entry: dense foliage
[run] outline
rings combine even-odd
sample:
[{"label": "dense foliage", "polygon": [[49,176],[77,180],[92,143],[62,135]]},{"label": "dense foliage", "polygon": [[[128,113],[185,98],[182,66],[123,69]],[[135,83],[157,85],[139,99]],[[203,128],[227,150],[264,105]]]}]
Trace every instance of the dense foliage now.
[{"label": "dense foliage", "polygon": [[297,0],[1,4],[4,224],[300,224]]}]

══════════════════════════════

▶ **To do**: Return the whole of the data, character for character.

▶ **Written solution**:
entry: dense foliage
[run] outline
rings combine even-odd
sample:
[{"label": "dense foliage", "polygon": [[49,176],[77,180],[92,143],[62,135]]},{"label": "dense foliage", "polygon": [[[128,113],[185,98],[182,66],[123,69]],[[135,83],[157,85],[139,99]],[[203,128],[227,150],[264,105]]]}]
Trace every instance of the dense foliage now.
[{"label": "dense foliage", "polygon": [[297,0],[1,4],[4,224],[300,224]]}]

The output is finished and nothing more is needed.